(Segmentation labeling entries)

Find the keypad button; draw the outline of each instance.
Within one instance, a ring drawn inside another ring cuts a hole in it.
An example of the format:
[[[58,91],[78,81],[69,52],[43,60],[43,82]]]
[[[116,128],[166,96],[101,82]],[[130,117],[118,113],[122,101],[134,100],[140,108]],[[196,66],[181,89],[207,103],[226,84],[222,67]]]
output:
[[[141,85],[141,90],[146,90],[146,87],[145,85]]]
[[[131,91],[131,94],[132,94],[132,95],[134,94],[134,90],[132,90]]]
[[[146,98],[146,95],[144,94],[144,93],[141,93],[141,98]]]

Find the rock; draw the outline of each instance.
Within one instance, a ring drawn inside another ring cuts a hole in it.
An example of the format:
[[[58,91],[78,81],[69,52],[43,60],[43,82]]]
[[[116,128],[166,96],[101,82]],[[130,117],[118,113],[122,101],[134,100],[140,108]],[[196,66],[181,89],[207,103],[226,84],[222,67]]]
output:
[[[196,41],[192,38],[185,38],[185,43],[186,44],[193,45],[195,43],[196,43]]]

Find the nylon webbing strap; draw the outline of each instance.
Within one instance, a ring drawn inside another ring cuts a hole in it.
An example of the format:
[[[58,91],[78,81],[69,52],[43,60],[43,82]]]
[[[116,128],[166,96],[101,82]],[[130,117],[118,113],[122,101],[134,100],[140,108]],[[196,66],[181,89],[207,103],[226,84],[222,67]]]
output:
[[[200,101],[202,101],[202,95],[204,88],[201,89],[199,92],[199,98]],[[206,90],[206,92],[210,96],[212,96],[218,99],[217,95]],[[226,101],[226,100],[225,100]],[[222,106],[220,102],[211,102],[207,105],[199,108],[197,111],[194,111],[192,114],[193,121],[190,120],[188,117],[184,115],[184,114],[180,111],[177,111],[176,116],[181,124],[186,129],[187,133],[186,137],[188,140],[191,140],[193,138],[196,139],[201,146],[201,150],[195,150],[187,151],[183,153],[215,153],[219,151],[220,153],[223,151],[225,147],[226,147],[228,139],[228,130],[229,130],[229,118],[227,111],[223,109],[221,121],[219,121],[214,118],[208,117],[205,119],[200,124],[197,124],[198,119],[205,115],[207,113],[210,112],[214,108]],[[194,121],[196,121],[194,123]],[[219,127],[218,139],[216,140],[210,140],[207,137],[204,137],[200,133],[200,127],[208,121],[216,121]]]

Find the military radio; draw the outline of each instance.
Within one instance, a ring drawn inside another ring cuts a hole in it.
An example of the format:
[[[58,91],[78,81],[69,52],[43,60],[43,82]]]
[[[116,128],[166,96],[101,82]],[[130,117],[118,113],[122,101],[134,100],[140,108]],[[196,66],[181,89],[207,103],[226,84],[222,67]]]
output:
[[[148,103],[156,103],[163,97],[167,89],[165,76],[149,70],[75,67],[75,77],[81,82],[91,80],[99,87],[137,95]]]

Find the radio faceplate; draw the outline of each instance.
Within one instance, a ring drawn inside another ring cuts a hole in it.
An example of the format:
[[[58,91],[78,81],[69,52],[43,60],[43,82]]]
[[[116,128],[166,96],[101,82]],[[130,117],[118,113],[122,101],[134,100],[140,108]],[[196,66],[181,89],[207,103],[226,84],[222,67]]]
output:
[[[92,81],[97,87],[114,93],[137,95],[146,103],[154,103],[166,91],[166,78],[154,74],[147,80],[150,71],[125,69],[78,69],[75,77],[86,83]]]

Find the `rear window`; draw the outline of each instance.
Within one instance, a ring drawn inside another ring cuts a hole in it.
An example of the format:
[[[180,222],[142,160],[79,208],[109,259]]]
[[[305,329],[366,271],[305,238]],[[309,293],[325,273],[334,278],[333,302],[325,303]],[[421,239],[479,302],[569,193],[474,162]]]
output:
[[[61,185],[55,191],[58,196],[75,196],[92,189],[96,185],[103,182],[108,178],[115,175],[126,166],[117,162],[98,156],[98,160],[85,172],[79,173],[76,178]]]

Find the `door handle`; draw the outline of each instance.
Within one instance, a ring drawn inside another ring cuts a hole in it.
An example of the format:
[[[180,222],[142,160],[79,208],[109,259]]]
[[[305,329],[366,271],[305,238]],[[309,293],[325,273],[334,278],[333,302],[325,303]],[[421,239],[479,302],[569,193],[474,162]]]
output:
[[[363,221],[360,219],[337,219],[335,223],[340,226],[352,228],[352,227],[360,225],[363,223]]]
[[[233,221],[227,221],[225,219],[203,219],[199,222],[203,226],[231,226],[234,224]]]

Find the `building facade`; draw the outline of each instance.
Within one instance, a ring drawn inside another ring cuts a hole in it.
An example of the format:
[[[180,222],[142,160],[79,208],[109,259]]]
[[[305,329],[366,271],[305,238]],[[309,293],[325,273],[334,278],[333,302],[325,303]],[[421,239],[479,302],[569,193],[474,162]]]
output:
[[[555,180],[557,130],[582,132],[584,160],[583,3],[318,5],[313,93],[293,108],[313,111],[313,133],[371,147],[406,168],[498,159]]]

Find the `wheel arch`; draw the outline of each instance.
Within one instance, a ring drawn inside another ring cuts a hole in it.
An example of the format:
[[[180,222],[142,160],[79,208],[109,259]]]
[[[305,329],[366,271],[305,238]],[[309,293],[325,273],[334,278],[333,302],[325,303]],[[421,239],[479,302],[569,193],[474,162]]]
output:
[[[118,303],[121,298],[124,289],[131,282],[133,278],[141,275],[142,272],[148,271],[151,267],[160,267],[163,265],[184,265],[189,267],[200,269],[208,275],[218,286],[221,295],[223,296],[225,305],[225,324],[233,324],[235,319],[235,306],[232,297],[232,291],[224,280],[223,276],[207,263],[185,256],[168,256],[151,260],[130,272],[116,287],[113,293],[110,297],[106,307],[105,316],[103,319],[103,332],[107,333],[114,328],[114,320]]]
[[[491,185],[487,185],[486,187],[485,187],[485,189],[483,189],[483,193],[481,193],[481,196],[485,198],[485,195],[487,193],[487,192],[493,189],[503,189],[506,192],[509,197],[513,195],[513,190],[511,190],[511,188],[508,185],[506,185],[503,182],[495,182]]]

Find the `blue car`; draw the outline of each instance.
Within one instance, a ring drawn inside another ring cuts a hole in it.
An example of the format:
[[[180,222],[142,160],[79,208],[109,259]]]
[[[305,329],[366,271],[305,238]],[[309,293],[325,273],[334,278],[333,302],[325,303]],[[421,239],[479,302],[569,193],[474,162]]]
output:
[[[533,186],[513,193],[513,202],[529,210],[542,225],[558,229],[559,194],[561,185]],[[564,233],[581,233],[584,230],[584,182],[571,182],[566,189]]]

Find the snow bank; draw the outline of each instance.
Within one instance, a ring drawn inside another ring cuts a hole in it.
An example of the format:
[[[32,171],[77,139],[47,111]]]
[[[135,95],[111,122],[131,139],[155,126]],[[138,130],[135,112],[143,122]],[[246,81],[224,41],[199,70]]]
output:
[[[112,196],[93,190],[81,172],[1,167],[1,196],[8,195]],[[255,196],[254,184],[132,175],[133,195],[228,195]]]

* _What you should do_
Change each "draw the outline" in the material to "trace the outline" and leave the rest untouched.

* _Reply_
Find the keypad button; trace the outline of each instance.
Within one instance, a ring drawn inside another ring cuts a hole in it.
An example of the format:
[[[58,91],[78,81],[69,52],[43,60],[43,82]]]
[[[116,128],[166,96],[101,82]],[[130,117],[118,113],[122,101],[134,100],[140,108]],[[196,66],[181,89],[207,103],[226,84],[222,67]]]
output:
[[[141,85],[141,90],[146,90],[146,87],[145,85]]]
[[[131,91],[131,94],[132,94],[132,95],[134,94],[134,90],[132,90]]]
[[[146,98],[146,95],[144,94],[144,93],[141,93],[141,98]]]

Find the rock; trace the outline of each instance.
Within one instance, a ring drawn inside another ring cuts a hole in it.
An example of the format:
[[[58,91],[78,81],[69,52],[43,60],[43,82]]]
[[[116,128],[166,96],[101,82]],[[130,117],[118,113],[122,101],[134,100],[140,108]],[[196,66],[181,89],[207,103],[226,84],[222,67]]]
output:
[[[196,41],[192,38],[185,38],[185,43],[186,44],[193,45],[195,43],[196,43]]]

Find the nylon webbing strap; trace the outline of each instance.
Within one instance, a ring drawn inside another ring cuts a hole in it.
An example of the format:
[[[58,91],[78,81],[69,52],[43,60],[43,82]]]
[[[116,128],[166,96],[101,82]],[[130,117],[118,113],[122,101],[134,100],[140,108]],[[196,66],[181,89],[207,103],[226,84],[222,67]]]
output:
[[[200,101],[202,101],[202,95],[204,88],[201,89],[199,92],[199,98]],[[206,90],[206,92],[210,96],[212,96],[218,99],[217,95]],[[226,101],[226,100],[225,100]],[[222,106],[220,102],[211,102],[207,105],[199,108],[197,111],[194,111],[192,114],[193,121],[190,120],[188,117],[184,115],[184,114],[180,111],[177,111],[176,116],[181,124],[186,129],[187,133],[186,137],[188,140],[191,140],[193,138],[196,139],[201,146],[201,150],[195,150],[187,151],[183,153],[215,153],[219,151],[220,153],[223,151],[225,147],[226,147],[228,139],[228,130],[229,130],[229,118],[227,111],[223,109],[221,121],[219,121],[214,118],[208,117],[205,119],[200,124],[197,124],[198,119],[205,115],[207,113],[210,112],[214,108]],[[194,121],[196,121],[194,123]],[[219,127],[218,139],[216,140],[210,140],[207,137],[204,137],[200,133],[200,127],[208,121],[216,121]]]

Find the military radio; trace the outline of each instance.
Within one instance, a ring drawn inside another ring cuts a hole in it.
An example of the format:
[[[58,91],[78,81],[69,52],[43,60],[43,82]]]
[[[116,128],[166,96],[101,82]],[[130,117],[118,113],[122,101],[134,100],[140,108]],[[196,66],[181,89],[207,103],[226,84],[222,67]]]
output:
[[[148,103],[156,103],[163,97],[167,89],[165,76],[149,70],[75,67],[75,77],[81,82],[91,80],[99,87],[137,95]]]

Find the radio faceplate; trace the outline of each instance.
Within one instance, a ring drawn inside another ring cuts a hole in it.
An example of the format:
[[[58,91],[78,81],[69,52],[43,60],[43,82]]]
[[[116,128],[166,96],[101,82]],[[130,117],[118,113],[122,101],[134,100],[140,108]],[[196,66],[181,89],[207,103],[226,84],[222,67]]]
output:
[[[92,81],[97,87],[114,93],[137,95],[146,103],[154,103],[166,91],[166,78],[154,74],[147,80],[150,71],[125,69],[78,69],[75,77],[86,83]]]

Find the `rear window`; trace the outline of each instance.
Within one instance, a ring drawn inside another ring cuts a hole in it.
An example of the format:
[[[180,222],[142,160],[79,208],[109,259]]]
[[[305,329],[366,271],[305,238]],[[309,293],[325,273],[334,278],[333,302],[325,303]],[[421,239],[479,302],[569,193],[474,162]]]
output:
[[[61,185],[55,191],[58,196],[75,196],[92,189],[96,185],[103,182],[108,178],[115,175],[126,166],[117,162],[98,156],[98,160],[85,172],[79,173],[76,178]]]

Find the `door handle`; trace the outline of each instance.
Within one instance, a ring drawn inside another ring cuts a hole in it.
An example of the format:
[[[180,222],[142,160],[79,208],[109,259]]]
[[[305,329],[366,271],[305,238]],[[309,293],[325,273],[334,278],[333,302],[325,303]],[[421,239],[479,302],[569,193],[474,162]]]
output:
[[[363,221],[360,219],[337,219],[335,223],[340,226],[352,228],[352,227],[360,225],[363,223]]]
[[[233,221],[227,221],[225,219],[203,219],[199,222],[203,226],[231,226],[234,224]]]

Find the `building facade`; trace the outline of each instance.
Within one instance, a ring drawn inside another ring cuts a hole in it.
An example of the format:
[[[180,222],[142,160],[79,208],[109,259]]]
[[[305,329],[366,271],[305,238]],[[309,293],[325,273],[334,278],[333,302],[325,303]],[[421,239],[479,302],[569,193],[474,162]]]
output:
[[[555,180],[557,130],[582,132],[584,160],[583,3],[318,5],[313,93],[293,108],[313,111],[313,133],[371,147],[406,168],[498,159]]]

Find the `wheel arch`; trace the outline of each instance.
Within one instance, a ring drawn inside another ring cuts a hole in it.
An example of the format:
[[[180,222],[142,160],[79,208],[109,259]]]
[[[305,329],[366,271],[305,238]],[[309,293],[325,273],[334,278],[333,302],[325,303]],[[421,239],[479,302],[569,193],[474,162]]]
output:
[[[118,303],[121,298],[124,289],[131,282],[133,278],[141,275],[142,272],[148,271],[151,267],[160,267],[163,265],[184,265],[189,267],[200,269],[208,275],[218,286],[221,295],[223,296],[225,305],[225,324],[233,324],[235,319],[235,306],[232,297],[232,291],[224,280],[223,276],[207,263],[185,256],[168,256],[151,260],[130,272],[116,287],[113,293],[110,297],[106,307],[105,316],[103,319],[103,332],[107,333],[114,328],[114,320]]]
[[[491,185],[487,185],[486,187],[485,187],[485,189],[483,189],[483,193],[481,193],[481,196],[485,198],[485,195],[487,193],[487,192],[493,189],[503,189],[506,192],[509,197],[513,195],[513,190],[511,190],[511,188],[508,185],[506,185],[503,182],[495,182]]]

Find the `blue car`; trace the outline of each instance.
Within one instance, a ring drawn inside another ring cuts a hole in it.
An example of the format:
[[[180,222],[142,160],[79,208],[109,259]]]
[[[305,329],[366,271],[305,238]],[[309,293],[325,273],[334,278],[333,302],[325,303]],[[421,239],[479,302],[569,193],[474,162]]]
output:
[[[533,186],[513,193],[513,202],[529,210],[542,225],[558,229],[559,194],[561,185]],[[564,233],[581,233],[584,230],[584,182],[571,182],[566,189]]]

Find the snow bank; trace the outline of each instance.
Within one instance, a ring drawn inside another ring cuts a hole in it.
An example of the format:
[[[32,171],[77,139],[47,111]]]
[[[135,95],[111,122],[131,139],[155,126]],[[138,130],[135,112],[143,122]],[[246,81],[224,41],[199,70]]]
output:
[[[112,196],[93,190],[81,172],[1,167],[1,196],[8,195]],[[255,196],[254,184],[132,175],[133,195],[228,195]]]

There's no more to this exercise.